## Stored data
%%
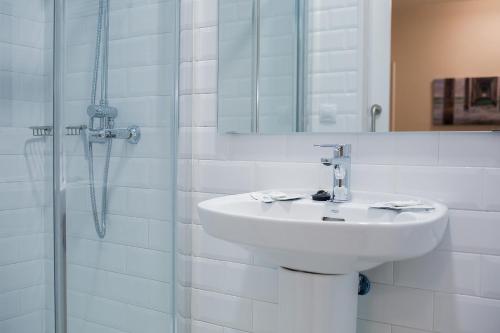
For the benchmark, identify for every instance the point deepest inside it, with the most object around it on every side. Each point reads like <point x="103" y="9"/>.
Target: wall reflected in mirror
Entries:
<point x="321" y="65"/>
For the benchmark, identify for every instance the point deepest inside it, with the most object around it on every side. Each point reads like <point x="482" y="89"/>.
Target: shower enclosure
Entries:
<point x="88" y="130"/>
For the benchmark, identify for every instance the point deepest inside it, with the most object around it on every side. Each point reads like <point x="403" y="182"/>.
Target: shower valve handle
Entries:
<point x="132" y="134"/>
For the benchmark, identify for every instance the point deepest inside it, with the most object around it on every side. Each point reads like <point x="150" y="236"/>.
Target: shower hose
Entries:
<point x="102" y="47"/>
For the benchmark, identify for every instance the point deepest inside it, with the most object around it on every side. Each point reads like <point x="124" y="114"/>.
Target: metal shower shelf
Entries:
<point x="49" y="130"/>
<point x="42" y="130"/>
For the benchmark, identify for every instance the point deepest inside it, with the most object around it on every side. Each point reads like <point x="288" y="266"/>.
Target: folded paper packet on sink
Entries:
<point x="269" y="197"/>
<point x="410" y="205"/>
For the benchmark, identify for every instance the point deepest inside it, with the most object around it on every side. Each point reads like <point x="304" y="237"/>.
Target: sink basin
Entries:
<point x="324" y="237"/>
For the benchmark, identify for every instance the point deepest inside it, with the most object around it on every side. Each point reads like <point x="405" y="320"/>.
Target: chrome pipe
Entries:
<point x="59" y="185"/>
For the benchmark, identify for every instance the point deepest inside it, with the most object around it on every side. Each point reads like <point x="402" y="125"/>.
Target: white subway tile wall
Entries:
<point x="25" y="273"/>
<point x="451" y="290"/>
<point x="123" y="283"/>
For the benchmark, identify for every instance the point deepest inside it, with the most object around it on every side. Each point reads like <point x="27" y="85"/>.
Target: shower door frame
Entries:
<point x="58" y="170"/>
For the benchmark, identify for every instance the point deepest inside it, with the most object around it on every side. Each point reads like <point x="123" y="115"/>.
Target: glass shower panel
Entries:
<point x="120" y="280"/>
<point x="26" y="263"/>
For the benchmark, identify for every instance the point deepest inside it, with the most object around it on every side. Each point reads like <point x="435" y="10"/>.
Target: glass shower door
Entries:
<point x="26" y="265"/>
<point x="120" y="250"/>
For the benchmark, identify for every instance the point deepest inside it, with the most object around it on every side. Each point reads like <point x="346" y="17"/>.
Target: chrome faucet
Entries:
<point x="341" y="162"/>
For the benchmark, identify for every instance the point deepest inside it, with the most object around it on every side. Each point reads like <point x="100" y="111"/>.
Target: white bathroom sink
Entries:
<point x="295" y="235"/>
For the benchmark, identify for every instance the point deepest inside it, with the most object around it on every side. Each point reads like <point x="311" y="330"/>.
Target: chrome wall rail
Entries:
<point x="58" y="177"/>
<point x="42" y="130"/>
<point x="75" y="130"/>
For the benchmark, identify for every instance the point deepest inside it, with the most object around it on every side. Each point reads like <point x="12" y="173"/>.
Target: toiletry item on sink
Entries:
<point x="408" y="205"/>
<point x="321" y="195"/>
<point x="269" y="197"/>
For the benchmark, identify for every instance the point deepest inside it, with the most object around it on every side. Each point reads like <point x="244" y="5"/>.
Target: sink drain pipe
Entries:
<point x="364" y="285"/>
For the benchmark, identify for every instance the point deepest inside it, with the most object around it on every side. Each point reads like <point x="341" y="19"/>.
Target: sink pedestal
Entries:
<point x="316" y="303"/>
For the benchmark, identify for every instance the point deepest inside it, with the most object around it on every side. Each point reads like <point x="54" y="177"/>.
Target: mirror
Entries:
<point x="358" y="66"/>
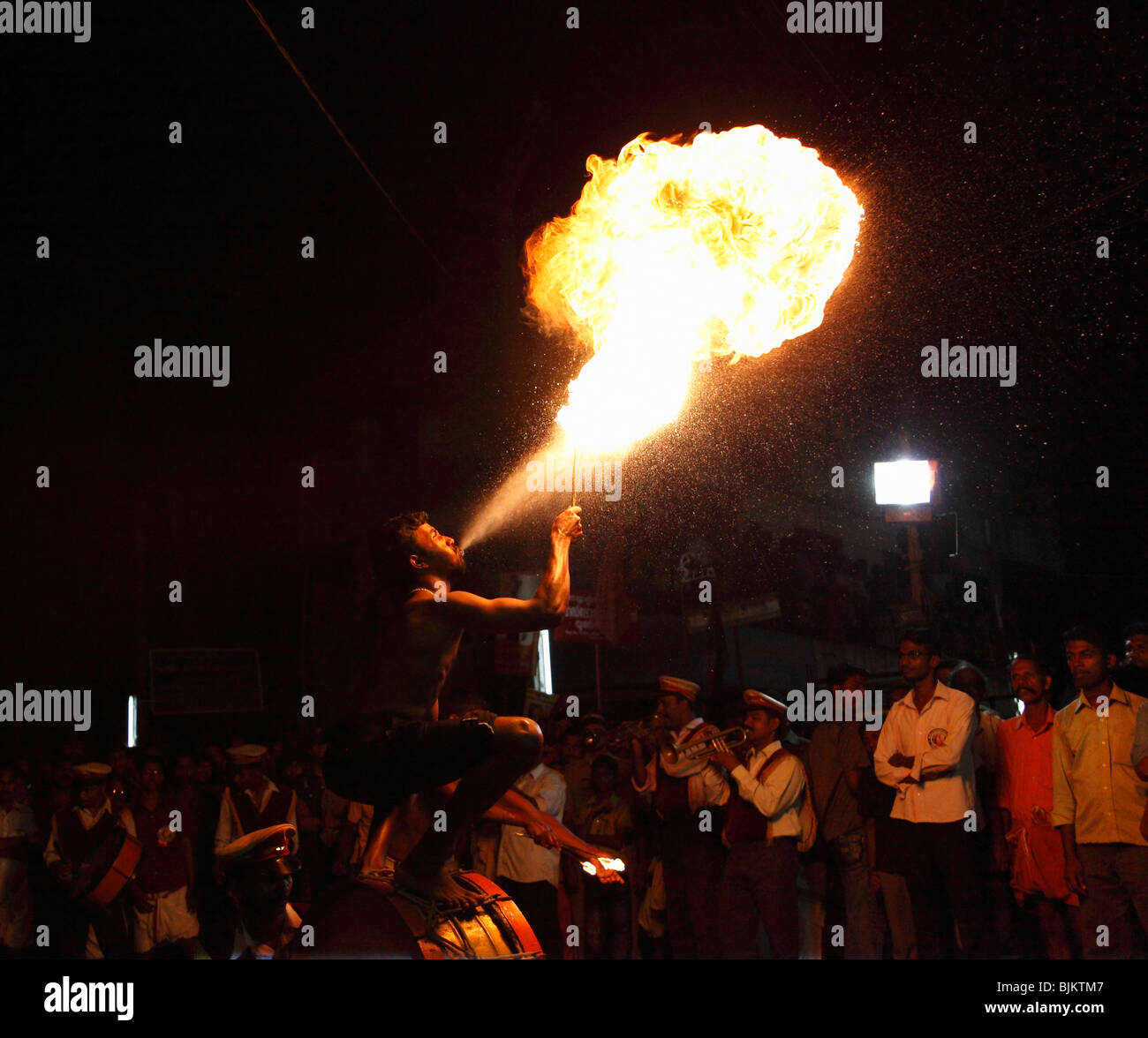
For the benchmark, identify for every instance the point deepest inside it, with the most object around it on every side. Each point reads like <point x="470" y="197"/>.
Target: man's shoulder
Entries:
<point x="957" y="700"/>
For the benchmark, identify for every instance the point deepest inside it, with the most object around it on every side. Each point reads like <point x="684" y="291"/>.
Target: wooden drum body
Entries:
<point x="370" y="920"/>
<point x="111" y="866"/>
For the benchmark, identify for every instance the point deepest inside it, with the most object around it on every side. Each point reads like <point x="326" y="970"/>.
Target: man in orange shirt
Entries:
<point x="1025" y="797"/>
<point x="1099" y="799"/>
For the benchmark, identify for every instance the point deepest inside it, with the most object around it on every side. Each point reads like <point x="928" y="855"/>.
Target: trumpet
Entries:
<point x="646" y="731"/>
<point x="707" y="746"/>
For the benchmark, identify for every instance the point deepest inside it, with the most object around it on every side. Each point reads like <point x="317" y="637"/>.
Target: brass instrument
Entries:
<point x="646" y="731"/>
<point x="705" y="747"/>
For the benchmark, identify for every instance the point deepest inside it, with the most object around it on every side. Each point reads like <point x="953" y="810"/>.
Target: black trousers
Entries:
<point x="941" y="869"/>
<point x="691" y="866"/>
<point x="760" y="884"/>
<point x="381" y="769"/>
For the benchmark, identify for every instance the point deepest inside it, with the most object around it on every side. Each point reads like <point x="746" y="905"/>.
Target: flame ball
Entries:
<point x="724" y="247"/>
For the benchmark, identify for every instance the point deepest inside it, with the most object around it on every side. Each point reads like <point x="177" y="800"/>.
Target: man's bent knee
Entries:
<point x="520" y="739"/>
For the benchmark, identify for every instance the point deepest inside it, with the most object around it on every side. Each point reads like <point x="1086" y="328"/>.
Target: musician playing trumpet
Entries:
<point x="769" y="819"/>
<point x="685" y="795"/>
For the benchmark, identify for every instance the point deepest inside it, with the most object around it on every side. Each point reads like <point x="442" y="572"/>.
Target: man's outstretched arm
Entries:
<point x="543" y="612"/>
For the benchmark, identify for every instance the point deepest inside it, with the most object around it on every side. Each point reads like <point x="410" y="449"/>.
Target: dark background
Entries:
<point x="332" y="358"/>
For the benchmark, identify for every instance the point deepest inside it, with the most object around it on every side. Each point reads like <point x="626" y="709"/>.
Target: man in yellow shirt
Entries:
<point x="1099" y="799"/>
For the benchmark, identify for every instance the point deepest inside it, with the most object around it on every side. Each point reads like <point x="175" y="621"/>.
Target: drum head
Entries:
<point x="100" y="864"/>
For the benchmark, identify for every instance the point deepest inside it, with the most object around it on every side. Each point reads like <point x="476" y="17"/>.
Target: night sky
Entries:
<point x="159" y="479"/>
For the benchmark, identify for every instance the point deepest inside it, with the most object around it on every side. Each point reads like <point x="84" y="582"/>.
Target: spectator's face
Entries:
<point x="1087" y="663"/>
<point x="853" y="682"/>
<point x="917" y="662"/>
<point x="152" y="778"/>
<point x="761" y="726"/>
<point x="1029" y="685"/>
<point x="1137" y="650"/>
<point x="92" y="795"/>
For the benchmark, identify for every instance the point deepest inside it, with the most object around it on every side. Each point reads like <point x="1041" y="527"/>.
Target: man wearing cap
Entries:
<point x="259" y="873"/>
<point x="769" y="816"/>
<point x="253" y="801"/>
<point x="163" y="908"/>
<point x="691" y="851"/>
<point x="925" y="751"/>
<point x="77" y="834"/>
<point x="387" y="742"/>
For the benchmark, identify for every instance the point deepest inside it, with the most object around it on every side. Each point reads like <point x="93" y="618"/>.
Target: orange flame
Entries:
<point x="726" y="247"/>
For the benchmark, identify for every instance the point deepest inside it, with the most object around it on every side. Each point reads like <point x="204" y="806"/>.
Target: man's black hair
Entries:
<point x="394" y="547"/>
<point x="1093" y="636"/>
<point x="1036" y="661"/>
<point x="923" y="636"/>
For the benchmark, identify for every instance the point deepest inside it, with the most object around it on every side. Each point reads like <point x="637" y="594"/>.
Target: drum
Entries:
<point x="370" y="920"/>
<point x="111" y="866"/>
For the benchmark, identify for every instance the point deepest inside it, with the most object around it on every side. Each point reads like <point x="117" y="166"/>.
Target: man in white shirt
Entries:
<point x="925" y="751"/>
<point x="691" y="853"/>
<point x="528" y="872"/>
<point x="764" y="827"/>
<point x="19" y="839"/>
<point x="253" y="801"/>
<point x="260" y="869"/>
<point x="79" y="834"/>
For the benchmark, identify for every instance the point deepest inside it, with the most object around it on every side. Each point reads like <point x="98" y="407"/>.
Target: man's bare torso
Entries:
<point x="412" y="655"/>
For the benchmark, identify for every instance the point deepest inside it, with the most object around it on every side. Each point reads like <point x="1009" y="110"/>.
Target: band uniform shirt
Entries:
%%
## Aim
Which lines of the data above contain the word "black"? Pick out each such line and copy it whole, treating case as significant.

## Right answer
Target: black trousers
Target: man's black hair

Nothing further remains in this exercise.